***** Data extracts

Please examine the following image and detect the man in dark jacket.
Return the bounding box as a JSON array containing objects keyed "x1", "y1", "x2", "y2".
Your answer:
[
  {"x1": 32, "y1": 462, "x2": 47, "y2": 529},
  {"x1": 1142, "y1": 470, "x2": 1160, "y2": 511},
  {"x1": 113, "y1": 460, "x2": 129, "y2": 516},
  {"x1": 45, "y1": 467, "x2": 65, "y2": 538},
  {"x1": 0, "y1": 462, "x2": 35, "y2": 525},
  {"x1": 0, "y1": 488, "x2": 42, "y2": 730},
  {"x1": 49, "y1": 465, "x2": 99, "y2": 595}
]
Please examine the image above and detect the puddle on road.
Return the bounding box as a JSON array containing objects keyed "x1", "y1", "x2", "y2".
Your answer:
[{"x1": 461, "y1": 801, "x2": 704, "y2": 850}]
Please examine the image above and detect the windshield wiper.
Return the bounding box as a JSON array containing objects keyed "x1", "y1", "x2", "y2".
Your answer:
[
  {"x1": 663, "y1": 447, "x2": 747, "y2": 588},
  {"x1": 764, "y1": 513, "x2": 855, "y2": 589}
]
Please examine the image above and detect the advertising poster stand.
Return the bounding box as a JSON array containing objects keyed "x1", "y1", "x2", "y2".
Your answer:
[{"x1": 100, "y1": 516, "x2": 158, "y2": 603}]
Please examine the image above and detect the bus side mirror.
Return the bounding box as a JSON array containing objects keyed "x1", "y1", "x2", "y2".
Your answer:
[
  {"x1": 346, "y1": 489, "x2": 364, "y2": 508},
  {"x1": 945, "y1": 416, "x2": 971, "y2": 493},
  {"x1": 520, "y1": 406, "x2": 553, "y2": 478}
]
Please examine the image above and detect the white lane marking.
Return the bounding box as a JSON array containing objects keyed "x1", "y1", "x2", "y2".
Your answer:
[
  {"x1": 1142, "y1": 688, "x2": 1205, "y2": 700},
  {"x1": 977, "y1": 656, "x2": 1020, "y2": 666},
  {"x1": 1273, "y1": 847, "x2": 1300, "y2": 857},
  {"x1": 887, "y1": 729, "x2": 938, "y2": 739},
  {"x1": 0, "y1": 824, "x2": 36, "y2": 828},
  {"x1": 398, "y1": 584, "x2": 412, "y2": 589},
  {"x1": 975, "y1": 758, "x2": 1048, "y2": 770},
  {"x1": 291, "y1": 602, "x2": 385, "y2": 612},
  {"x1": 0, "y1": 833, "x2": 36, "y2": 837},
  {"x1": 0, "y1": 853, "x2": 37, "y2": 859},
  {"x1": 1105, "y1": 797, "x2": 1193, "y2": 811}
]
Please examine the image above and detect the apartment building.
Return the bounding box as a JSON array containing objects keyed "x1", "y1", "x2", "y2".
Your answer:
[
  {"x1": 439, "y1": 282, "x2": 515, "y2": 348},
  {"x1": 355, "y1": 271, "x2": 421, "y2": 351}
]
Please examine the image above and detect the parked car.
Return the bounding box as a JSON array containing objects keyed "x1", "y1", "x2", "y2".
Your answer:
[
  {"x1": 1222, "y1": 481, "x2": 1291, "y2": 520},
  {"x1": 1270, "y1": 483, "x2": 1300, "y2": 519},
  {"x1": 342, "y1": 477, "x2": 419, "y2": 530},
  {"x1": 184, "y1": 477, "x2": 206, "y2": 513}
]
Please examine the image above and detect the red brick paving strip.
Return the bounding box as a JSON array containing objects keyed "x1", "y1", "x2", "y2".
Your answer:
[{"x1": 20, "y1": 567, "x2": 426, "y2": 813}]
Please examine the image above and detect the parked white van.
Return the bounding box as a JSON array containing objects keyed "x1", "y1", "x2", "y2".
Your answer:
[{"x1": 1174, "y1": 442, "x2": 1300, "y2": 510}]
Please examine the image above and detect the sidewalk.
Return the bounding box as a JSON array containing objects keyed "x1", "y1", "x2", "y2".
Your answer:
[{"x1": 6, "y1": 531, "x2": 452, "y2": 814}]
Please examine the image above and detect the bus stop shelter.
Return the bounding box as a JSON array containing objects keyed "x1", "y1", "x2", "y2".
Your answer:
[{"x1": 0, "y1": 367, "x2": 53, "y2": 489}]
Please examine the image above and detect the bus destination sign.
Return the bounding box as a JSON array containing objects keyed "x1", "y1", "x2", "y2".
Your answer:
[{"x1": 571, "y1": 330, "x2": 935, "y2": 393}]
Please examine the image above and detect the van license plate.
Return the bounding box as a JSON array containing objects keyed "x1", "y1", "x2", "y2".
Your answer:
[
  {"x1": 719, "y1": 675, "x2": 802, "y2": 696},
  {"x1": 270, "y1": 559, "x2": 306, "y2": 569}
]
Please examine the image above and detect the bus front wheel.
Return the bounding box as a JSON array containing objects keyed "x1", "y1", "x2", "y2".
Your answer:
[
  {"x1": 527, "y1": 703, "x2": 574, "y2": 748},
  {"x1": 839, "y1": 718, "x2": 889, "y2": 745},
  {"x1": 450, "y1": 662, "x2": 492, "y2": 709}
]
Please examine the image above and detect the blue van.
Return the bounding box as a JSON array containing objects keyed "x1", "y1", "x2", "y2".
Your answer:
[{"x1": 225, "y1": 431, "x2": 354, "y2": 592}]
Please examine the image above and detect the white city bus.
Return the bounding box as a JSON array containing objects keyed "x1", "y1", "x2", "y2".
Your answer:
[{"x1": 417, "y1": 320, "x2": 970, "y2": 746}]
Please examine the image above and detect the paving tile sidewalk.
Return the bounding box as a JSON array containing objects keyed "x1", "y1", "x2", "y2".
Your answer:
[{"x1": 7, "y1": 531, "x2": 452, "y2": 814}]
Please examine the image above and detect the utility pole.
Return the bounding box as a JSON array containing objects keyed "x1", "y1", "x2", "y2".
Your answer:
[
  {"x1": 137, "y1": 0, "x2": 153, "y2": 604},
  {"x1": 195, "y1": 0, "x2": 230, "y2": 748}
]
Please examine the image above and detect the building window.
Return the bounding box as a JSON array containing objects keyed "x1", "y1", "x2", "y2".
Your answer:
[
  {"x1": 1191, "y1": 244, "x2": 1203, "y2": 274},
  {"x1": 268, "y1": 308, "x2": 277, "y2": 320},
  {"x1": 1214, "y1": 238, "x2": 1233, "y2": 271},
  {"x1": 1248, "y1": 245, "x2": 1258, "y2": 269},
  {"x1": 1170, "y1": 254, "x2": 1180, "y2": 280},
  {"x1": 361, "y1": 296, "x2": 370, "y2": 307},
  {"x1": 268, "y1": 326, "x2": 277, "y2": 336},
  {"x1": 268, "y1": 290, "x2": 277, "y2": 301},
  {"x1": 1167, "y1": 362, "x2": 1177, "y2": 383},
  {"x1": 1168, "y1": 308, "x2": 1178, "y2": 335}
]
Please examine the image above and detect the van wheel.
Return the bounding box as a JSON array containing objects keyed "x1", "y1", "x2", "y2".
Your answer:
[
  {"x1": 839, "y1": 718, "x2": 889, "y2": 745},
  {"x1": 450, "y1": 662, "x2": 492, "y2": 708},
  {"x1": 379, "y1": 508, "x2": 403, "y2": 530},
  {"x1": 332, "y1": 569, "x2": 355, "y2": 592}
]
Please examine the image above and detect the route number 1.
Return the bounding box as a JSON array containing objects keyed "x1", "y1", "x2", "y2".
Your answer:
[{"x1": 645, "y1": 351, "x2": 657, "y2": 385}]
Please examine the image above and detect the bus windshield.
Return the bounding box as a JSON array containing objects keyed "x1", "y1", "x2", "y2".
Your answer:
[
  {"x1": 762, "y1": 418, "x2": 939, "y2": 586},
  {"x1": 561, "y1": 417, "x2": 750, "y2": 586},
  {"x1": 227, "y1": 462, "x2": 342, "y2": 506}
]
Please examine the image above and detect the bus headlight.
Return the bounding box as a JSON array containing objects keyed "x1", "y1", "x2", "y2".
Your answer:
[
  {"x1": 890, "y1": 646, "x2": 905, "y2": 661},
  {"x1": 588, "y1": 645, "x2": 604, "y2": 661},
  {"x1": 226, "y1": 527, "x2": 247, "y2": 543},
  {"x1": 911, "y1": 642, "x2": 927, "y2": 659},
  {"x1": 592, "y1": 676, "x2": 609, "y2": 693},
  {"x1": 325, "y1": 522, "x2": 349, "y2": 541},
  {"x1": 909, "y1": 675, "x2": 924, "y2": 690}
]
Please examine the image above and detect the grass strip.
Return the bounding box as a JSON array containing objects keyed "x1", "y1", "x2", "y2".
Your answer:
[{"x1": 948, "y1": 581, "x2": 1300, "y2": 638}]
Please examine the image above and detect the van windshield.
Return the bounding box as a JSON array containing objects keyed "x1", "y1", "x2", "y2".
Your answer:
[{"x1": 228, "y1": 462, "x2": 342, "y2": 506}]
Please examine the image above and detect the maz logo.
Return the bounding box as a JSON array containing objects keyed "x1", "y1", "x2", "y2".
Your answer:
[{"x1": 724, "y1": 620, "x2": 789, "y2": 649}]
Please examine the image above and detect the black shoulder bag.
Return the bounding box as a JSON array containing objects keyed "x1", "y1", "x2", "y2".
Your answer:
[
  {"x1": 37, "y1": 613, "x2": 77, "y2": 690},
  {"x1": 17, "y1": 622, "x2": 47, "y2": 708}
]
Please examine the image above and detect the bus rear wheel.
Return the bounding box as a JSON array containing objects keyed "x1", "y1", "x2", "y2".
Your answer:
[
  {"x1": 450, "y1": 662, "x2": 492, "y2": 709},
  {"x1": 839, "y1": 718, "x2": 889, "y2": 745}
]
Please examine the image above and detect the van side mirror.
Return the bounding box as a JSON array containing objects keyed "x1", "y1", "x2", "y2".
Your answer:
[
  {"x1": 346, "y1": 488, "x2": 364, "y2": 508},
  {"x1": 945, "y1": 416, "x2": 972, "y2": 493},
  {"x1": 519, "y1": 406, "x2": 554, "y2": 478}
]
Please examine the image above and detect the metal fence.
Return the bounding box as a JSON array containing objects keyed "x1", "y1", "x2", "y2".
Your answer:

**********

What you will do ▸
Return only those lines of the records that contain the string "strip".

Response to the task ▸
Please examine the image above and detect the red brick paving strip.
Please examine the image above and detect the grass strip.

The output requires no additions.